CONSIGNES:
1. Reproduisez tel quel le passage du texte sur les Aniotos qui va de « Voici, me dit-on, un » jusqu'à « dans les miens. » inclus.
2. Dans le texte sur les Aniotos, relevez tous les dangers au milieu desquels avancent les Aniotos.

PAGE:
* * * * * * *
Voici, me dit-on, un homme en aveu, il a trente cadavres environ sur la conscience ; celle-ci devait être légère, car cet indigène me regardait avec un intérêt un peu inquiet peut-être, mais avec bonasserie. Plus loin je voyais un être petit, vieux, insexué, longs cheveux d'un roux sale, le corps amenuisé et ridé : homme ? femme ? "C'est un vieil homme, me dit-on, c'est l'âme damnée du chef que voici. Ces deux hommes, avec d'autres encore recherchés, décident des meurtres aniotos. Leur décision est sans appel." Je considérai longtemps ce chef, ancien chef "médaillé". Contrairement à son complice qui regarde candidement, celui-ci détourne sa tête asymétrique, son regard est fuyant. Tandis que je le peignais, pas une fois je n'eus ses yeux dans les miens.
Plus loin se trouvait sa fille, grande, belle, poitrine érigée, son regard est provoquant. Son mari, cause de la nouvelle terreur anioto, est incarcéré à Stanleyville. Elle reconnaît avoir mangé la poitrine d'une victime, sinon de deux. Elle a vingt-quatre ans et regarde d'une œil attentif son père qu'on emporte au cachot, pieds et mains étroitement enferrés et qui hurle . Que pense-t-elle ? A-t-elle un cœur ? Est-elle une sorte de macabre héroïne qui, fièrement, mange le foie de son ennemie ? Quels mystères planent encore sur cette belle Afrique ? Quels drames insoupçonnés ? Cette pirogue glissant la nuit parmi les crocodiles attentifs, où va-t-elle ? Les hommes qui la montent ne peuvent se montrer au jour. Ce sont des Aniotos. Leur corps a été formé aux combats secrets, ils se sont, très jeunes, entraînés aux souffrances. C'est un sport. Depuis, ils se sont affiliés, soit par crainte, soit par goût, à la secte secrète. Le conseil du chef et des sorciers le désigne avec d'autres ; il ira tuer dans le clan voisin, à cinquante, cent kilomètres de là et n'importe qui, généralement un isolé pris par surprise. Dès lors, ils vivent misérablement, se cachant le jour, vivant dans les arbres, se nourrissant de racines, et ils vont, dans la foi mauvaise qui leur est transmise, parmi tous les dangers, celui des ennemis terrorisés, celui du léopard qui guette et surtout celui du Boula qui veille et le poursuit et lui mettra un jour ou l'autre la corde vengeresse au cou.
* * * * * * *
(Extraits d'un jeu de données de pointage)
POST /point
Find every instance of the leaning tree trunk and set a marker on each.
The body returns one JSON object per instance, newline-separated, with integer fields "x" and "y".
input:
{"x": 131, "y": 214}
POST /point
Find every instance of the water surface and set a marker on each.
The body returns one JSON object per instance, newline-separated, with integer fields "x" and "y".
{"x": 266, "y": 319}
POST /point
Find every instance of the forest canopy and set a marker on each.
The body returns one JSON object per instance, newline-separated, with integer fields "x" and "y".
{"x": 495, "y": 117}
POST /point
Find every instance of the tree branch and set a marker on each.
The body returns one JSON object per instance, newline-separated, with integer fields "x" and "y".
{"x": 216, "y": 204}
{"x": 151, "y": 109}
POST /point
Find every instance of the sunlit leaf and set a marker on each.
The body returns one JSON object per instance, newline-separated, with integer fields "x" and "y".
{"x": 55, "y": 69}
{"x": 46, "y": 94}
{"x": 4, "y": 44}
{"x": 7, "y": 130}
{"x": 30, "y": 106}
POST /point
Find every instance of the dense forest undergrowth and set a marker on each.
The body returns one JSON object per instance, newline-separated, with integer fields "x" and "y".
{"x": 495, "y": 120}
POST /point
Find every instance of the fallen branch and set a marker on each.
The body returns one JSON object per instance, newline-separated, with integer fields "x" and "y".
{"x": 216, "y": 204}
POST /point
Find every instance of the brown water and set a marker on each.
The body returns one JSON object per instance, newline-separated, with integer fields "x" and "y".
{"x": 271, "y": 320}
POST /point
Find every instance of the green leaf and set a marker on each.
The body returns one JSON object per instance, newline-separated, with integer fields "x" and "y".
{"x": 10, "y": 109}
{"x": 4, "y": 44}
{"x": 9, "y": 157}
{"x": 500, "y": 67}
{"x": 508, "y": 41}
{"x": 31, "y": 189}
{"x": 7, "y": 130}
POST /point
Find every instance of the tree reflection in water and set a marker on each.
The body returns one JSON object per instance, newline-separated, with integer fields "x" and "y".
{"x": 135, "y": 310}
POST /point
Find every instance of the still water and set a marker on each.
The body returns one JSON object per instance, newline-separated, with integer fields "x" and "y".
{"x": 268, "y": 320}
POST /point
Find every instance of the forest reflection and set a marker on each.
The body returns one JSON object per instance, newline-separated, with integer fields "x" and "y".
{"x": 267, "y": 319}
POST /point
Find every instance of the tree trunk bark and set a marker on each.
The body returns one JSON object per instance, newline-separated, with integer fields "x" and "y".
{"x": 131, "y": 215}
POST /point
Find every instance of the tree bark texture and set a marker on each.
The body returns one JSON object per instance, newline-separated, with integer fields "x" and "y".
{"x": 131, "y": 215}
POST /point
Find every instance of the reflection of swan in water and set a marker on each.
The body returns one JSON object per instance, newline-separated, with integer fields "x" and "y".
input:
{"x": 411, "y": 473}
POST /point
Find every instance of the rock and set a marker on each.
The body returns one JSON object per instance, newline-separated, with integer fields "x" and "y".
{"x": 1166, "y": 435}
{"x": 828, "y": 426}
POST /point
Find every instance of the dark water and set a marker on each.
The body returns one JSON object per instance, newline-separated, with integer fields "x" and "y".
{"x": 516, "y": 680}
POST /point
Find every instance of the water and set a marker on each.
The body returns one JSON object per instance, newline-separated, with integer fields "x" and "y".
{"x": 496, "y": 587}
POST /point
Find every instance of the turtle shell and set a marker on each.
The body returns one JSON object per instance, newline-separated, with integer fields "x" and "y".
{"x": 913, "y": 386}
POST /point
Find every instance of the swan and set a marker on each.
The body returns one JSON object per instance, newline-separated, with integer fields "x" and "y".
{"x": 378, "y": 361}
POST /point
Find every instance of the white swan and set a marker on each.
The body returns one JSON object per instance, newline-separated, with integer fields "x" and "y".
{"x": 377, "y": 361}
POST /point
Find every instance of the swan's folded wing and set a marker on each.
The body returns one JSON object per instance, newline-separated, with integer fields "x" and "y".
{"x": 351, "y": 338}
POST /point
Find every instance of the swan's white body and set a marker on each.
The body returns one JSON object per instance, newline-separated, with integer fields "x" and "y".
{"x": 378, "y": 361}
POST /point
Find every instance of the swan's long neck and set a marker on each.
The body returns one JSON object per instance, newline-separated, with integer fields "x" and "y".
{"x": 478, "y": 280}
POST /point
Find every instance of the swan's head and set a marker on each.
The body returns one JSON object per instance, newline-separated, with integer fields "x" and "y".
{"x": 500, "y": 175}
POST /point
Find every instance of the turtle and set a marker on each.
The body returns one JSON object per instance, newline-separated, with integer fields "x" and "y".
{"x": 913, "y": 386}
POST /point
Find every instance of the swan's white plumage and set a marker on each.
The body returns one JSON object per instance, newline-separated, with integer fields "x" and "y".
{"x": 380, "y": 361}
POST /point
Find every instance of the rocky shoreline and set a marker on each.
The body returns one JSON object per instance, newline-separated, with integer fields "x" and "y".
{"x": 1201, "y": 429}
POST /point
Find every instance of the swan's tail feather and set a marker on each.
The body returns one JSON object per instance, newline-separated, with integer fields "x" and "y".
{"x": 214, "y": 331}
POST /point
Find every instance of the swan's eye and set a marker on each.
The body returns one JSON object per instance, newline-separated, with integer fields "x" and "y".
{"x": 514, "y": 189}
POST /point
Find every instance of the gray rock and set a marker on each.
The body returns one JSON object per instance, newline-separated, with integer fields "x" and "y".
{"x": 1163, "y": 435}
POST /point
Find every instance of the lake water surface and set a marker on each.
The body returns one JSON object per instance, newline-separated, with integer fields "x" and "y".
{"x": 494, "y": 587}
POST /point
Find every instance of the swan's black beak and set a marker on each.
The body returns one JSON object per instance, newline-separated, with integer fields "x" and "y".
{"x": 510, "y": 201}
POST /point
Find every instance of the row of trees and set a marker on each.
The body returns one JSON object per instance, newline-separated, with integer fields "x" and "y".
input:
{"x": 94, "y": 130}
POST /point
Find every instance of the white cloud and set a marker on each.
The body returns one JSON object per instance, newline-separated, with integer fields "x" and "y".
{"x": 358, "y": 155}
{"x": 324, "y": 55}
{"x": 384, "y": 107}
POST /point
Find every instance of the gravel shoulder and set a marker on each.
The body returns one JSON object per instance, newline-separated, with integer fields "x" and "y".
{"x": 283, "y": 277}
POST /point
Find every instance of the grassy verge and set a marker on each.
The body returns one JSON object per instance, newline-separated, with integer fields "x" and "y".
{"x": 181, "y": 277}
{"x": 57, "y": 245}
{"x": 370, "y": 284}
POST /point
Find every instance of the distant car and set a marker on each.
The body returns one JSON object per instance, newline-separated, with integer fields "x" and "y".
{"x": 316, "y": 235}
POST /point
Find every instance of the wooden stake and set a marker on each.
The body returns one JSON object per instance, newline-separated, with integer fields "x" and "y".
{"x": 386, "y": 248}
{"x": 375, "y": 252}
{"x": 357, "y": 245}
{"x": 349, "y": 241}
* * * * * * *
SOLUTIONS:
1.
Voici, me dit-on, un homme en aveu, il a trente cadavres environ sur la conscience ; celle-ci devait être légère, car cet indigène me regardait avec un intérêt un peu inquiet peut-être, mais avec bonasserie. Plus loin je voyais un être petit, vieux, insexué, longs cheveux d'un roux sale, le corps amenuisé et ridé : homme ? femme ? "C'est un vieil homme, me dit-on, c'est l'âme damnée du chef que voici. Ces deux hommes, avec d'autres encore recherchés, décident des meurtres aniotos. Leur décision est sans appel." Je considérai longtemps ce chef, ancien chef "médaillé". Contrairement à son complice qui regarde candidement, celui-ci détourne sa tête asymétrique, son regard est fuyant. Tandis que je le peignais, pas une fois je n'eus ses yeux dans les miens.

2.
- les ennemis terrorisés
- le léopard qui guette
- le Boula qui veille et le poursuit